#### BRANO DA LEGGERE:
Le critiche più dure del Papa hanno tendenza a prendere di mira sempre i «dottori della legge», che egli vede come farisaici. Certuni pretendono che egli parli, tra gli altri, della Fraternità. Lei direbbe che sembra essere più arrabbiato con la gente come voi?
Ho chiesto a delle persone a Roma: che ne dite? Esse non lo sanno, non sanno che dire. Ci hanno detto «forse voi, ma…». La risposta che ho avuto più sovente è stata: «i conservatori americani»! Allora, francamente, non lo so. Certo è che egli non ama le persone troppo ideologhe. Questo è molto chiaro. Ma io penso che egli ci conosca bene dall’Argentina per sapere che noi ci preoccupiamo delle persone. Sì, noi abbiamo una posizione molto forte sulla dottrina, ma ci occupiamo della gente. Noi diamo prova di una vera azione (apostolica) che deriva dalla dottrina, e io penso che non è questo che egli critica. È certo che egli non è d’accordo con noi sui punti del Concilio che noi attacchiamo. Assolutamente no. Ma per lui, la dottrina non è così importante, l’uomo, le persone sono importanti, e qui noi abbiamo dato prova che siamo cattolici. Ecco il suo approccio.
Lei avrebbe detto recentemente che voi credete che egli guardi alla Fraternità San Pio X come a una che condivide la sua inquietudine a proposito di una Chiesa fissa, soddisfatta di se stessa, che non cerca più le pecore smarrite.
Io non arriverei fin là, egli vede solo che siamo sinceri, tutto qui. Certo, egli vede in noi delle cose con le quali non è d’accordo, delle cose sulle quali vorrebbe che noi cambiassimo, ma per lui non è questo l’importante. Quello che è importante è amare Gesù, tutto qui.

#### DATI RACCOLTI:
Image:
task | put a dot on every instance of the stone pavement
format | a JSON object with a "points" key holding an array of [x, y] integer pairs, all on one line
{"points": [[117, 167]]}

#### DA SVOLGERE:
**a.** Modifica il passo del brano sul Papa e la Fraternità tra "Io non arriverei" e "Gesù, tutto qui.", estremi inclusi, mettendo "Cristo" al posto di "Gesù".
**b.** Prosegui per favore il brano sul Papa e la Fraternità dopo la sua ultima frase.
Il materiale riportato qui proviene da un'altra fonte.

#### SOLUZIONI:
**a.**
Io non arriverei fin là, egli vede solo che siamo sinceri, tutto qui. Certo, egli vede in noi delle cose con le quali non è d’accordo, delle cose sulle quali vorrebbe che noi cambiassimo, ma per lui non è questo l’importante. Quello che è importante è amare Cristo, tutto qui.

**b.**
E se questo si realizza, nei termini di una regolarizzazione, la Fraternità sarebbe pronta a cedere a Roma il diritto di scegliere i proprio candidati per una consacrazione episcopale, rigettando quelli proposti da voi?
Non è questo che essi chiedono. Roma chiede che nella scelta o nella nomina del Superiore della nuova struttura canonica, noi presentiamo tre nomi tra i quali il Papa sceglierebbe il Superiore che allora diventerebbe vescovo.
E se egli ne scegliesse uno che voi non volete, e ne preferireste un altro, sarebbe un problema?
Non possiamo entrare in tutte le situazioni negative possibili. Se possiamo scegliere tre persone, io penso che sta a noi scegliere i buoni.
Se voi foste regolarizzati, certuni pensano: cos’è che impedirebbe ai fedeli di raggiungere la Fraternità Sacerdotale San Pietro, dal momento che non vi sarebbero più delle vere differenze?
Io penso che sarà la Fraternità San Pietro che raggiungerà la Fraternità San Pio X!
Ma vede la formazione di una sorta di alleanza, forse un giorno?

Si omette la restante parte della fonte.